**TASK STATEMENT**: Each of the entries below should be written out exactly as it reads.

[Data excerpts]
--------------------------------
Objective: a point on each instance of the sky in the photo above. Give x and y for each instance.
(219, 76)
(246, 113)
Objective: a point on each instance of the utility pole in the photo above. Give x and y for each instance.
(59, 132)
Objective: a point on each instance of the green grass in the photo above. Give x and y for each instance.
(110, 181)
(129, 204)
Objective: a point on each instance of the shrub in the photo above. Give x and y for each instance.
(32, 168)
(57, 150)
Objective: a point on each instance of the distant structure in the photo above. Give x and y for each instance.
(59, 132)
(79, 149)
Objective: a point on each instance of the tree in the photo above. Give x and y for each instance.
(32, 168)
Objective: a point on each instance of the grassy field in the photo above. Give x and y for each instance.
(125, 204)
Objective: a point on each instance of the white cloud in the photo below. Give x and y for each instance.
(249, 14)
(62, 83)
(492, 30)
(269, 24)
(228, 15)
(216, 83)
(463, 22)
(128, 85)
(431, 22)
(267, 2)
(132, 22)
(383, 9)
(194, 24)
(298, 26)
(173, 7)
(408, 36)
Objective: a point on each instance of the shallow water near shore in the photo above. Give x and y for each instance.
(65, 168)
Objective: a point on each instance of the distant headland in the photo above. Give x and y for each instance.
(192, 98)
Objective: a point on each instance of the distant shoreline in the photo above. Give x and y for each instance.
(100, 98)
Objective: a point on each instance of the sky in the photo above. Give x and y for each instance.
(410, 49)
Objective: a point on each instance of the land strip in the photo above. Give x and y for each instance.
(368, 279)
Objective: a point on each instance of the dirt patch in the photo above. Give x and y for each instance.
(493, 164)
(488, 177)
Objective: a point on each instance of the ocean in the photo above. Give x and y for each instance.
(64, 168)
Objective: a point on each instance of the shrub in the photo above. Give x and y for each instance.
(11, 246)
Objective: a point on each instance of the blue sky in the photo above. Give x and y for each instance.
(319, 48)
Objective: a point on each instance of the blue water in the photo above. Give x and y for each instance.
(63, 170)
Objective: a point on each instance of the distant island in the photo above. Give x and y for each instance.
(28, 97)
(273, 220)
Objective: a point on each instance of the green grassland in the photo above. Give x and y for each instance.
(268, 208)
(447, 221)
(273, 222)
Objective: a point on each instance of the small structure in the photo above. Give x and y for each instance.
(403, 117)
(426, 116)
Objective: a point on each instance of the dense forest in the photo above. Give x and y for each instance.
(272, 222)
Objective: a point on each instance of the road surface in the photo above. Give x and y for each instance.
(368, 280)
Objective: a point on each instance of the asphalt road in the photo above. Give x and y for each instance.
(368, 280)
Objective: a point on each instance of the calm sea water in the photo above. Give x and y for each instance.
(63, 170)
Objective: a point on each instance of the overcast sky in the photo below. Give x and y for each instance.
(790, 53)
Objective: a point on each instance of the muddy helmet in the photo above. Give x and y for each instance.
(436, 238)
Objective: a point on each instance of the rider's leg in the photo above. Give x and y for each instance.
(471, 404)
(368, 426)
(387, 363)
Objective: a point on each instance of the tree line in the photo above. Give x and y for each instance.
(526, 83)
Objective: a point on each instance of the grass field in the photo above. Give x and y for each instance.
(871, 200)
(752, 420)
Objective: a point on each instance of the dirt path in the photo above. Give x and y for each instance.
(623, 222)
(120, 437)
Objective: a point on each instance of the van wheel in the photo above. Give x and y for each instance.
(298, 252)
--------------------------------
**WRITTEN ANSWER**:
Objective: a point on each instance of the sky in the photo above. Give x and y for each instance.
(219, 76)
(246, 113)
Objective: a point on each instance of the utility pole in the photo above. Give x and y for each instance.
(59, 132)
Objective: a point on each instance of the green grass in the photo above. Give x and y for each instance.
(110, 181)
(129, 204)
Objective: a point on each instance of the shrub in the photo above. Give x and y for each instance.
(32, 168)
(57, 150)
Objective: a point on each instance of the distant structure in the photo above. Give x and y for each instance.
(59, 132)
(79, 149)
Objective: a point on each instance of the tree in the photo above. Give x and y for each instance.
(32, 168)
Objective: a point on each instance of the grassy field in the photo above. Give x and y for each instance.
(125, 204)
Objective: a point on each instance of the white cloud in the photo below. Give x and y for each instance.
(249, 14)
(62, 83)
(492, 30)
(269, 24)
(228, 15)
(216, 83)
(463, 22)
(128, 85)
(431, 22)
(267, 2)
(132, 22)
(383, 9)
(194, 24)
(298, 26)
(173, 7)
(408, 36)
Objective: a point on each instance of the shallow water near shore in the photo above. Give x and y for each instance.
(65, 168)
Objective: a point on each instance of the distant headland in the photo above. Give x and y for each instance.
(192, 98)
Objective: a point on each instance of the distant shoreline in the photo above. Give x and y for each instance.
(100, 98)
Objective: a point on each instance of the sky in the photo above. Give x and y for each instance.
(410, 49)
Objective: a point on each instance of the land strip in the photo above. Give x and y for each instance.
(368, 279)
Objective: a point on each instance of the dirt patch in the photo above. Give x and y for each instance.
(493, 164)
(488, 177)
Objective: a point on each instance of the ocean in the photo above. Give x and y for each instance.
(64, 168)
Objective: a point on each instance of the shrub in the photo above. Give x and y for each instance.
(11, 246)
Objective: a point on each instance of the blue sky in the photo above. Give x and y for each instance.
(319, 48)
Objective: a point on each instance of the blue water in the photo above. Give x and y for each instance.
(63, 170)
Objective: a point on each instance of the distant island in the photo above. Give x and y for each instance.
(28, 97)
(273, 220)
Objective: a point on each instance of the green grassland in the photo above. Give x and y for each instance.
(268, 208)
(447, 221)
(273, 222)
Objective: a point on each instance of the small structure in the photo above. Give x and y for each instance.
(403, 117)
(426, 116)
Objective: a point on each instance of the dense forest in the photo above. Give x and y for each instance.
(272, 222)
Objective: a point on each instance of the road surface in the photo above. Give x and y for each instance.
(368, 280)
Objective: a point on each instance of the asphalt road in the photo above. Give x and y for each instance.
(368, 280)
Objective: a point on each instance of the calm sea water in the photo above. Give x and y for each instance.
(63, 170)
Objective: a point on each instance of the overcast sky in the photo below. Give x and y for each instance.
(790, 53)
Objective: a point on each instance of the muddy helmet in the photo above. Give x and y for each instance.
(436, 238)
Objective: a point on each instance of the rider's leg in the photo above. Give x and y for each instance.
(471, 404)
(368, 426)
(387, 363)
Objective: a point on each instance of the tree line in the photo above. Give x and y for each instance.
(526, 83)
Objective: a point on each instance of the grass field in the photo above. Give x and y for each instance.
(871, 200)
(752, 420)
Objective: a point on each instance of the dirt path in the photo above. Give x and y for each instance.
(623, 222)
(120, 437)
Objective: a point on each instance of the van wheel in the photo above. Give x and y for each instance.
(298, 252)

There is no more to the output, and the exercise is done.